Request
Copy the passage on Perez Hilton and copyright from "Besides the facts" to "started Weblogs, Inc..", substituting "partners" for "allies".

Passage to read
* Begin *

The LA Times (Robin Abcarian/Jessica Garrison) is out with a long two-page report on "Perez Hilton takes their best shots: The gossip blogger's use of an agency's paparazzi photos puts the legal spotlight on copyright infringement".
For people in the stock photo industry, the article starts with the surprising sentence: "It's hard to know whom to sympathize with in this fight".
Besides the facts which were already widely reported and besides mentioning that "Hilton and X17 used to be allies, linking back and forth to each other´s sites", the article puts the focus more on Copyright Infringement vs. the Fair-Use exception of the Copyright Act.
I´ve been discussing this in summer 2004 with Jason Calacanis two times after he started Weblogs, Inc..
David Schonauer wrote earlier: "Here’s a confession, and it’s a bad one: I read that gossipy perezhilton.com blog all the time ... Can copyright be protected in the blogosphere? I think the genie is already out of the bottle".
That´s a witty sentence, and fun to read. But to me this sounds much more like the opened box of Pandora.
I think the Fair-Use exception can not be applied if you grab an image (and there´s some criminal energy behind the way Perez Hilton gets his images nowadays, as X17´s Brandy Navarre explains), publish it on your blog with the primary intention to make money with the stolen content through advertisement you run on your website, either if the image is digitally altered or not, like PerezHilton.com.
That´s Commercial Use, no Fair-Use any longer, of external content, grabbed without permission. And for using images commercially you have to pay. That´s it. Perez Hilton doesn´t credit X17, he even doesn´t link back. Instead he grabs.
Next, the main intention of Perez Hilton is less to discuss newsworthy events of The Rich And Famous, rather than to earn the big money with stolen content. He did not only do it one or twice, instead he does it "two dozen or more times a day".
The LA Times writes:
While it's easy to be flippant about a battle between paparazzi and a sometimes juvenile blogger (who might draw cocaine or mucus trails from noses, mouth drool or other snarky/silly things on the photos he posts), there is a serious legal question at issue.

* End *

Recorded information

* Begin *

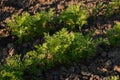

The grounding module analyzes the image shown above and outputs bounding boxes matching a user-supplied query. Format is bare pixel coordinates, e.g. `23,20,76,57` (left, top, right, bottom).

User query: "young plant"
107,22,120,46
60,4,88,30
7,9,54,43
0,55,25,80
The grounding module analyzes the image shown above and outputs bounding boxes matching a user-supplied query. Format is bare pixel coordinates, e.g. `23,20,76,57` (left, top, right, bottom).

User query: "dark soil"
0,0,120,80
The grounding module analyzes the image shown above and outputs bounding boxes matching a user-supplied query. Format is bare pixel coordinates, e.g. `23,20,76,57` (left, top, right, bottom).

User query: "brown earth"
0,0,120,80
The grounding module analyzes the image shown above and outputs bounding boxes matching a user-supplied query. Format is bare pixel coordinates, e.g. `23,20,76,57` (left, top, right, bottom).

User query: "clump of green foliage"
0,28,102,80
60,4,89,30
0,55,25,80
107,22,120,46
7,9,54,43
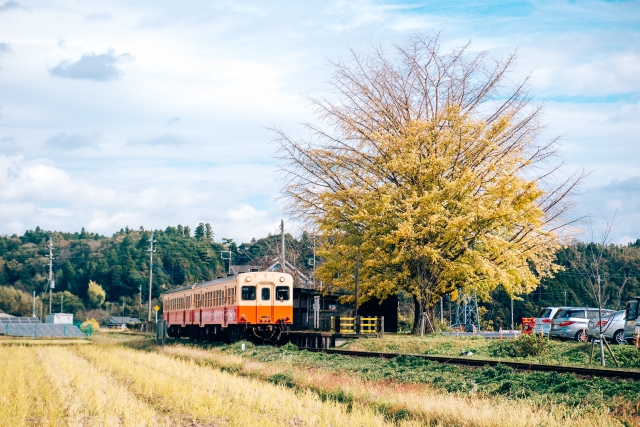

* End *

Full response
Besides the facts which were already widely reported and besides mentioning that "Hilton and X17 used to be partners, linking back and forth to each other´s sites", the article puts the focus more on Copyright Infringement vs. the Fair-Use exception of the Copyright Act.
I´ve been discussing this in summer 2004 with Jason Calacanis two times after he started Weblogs, Inc..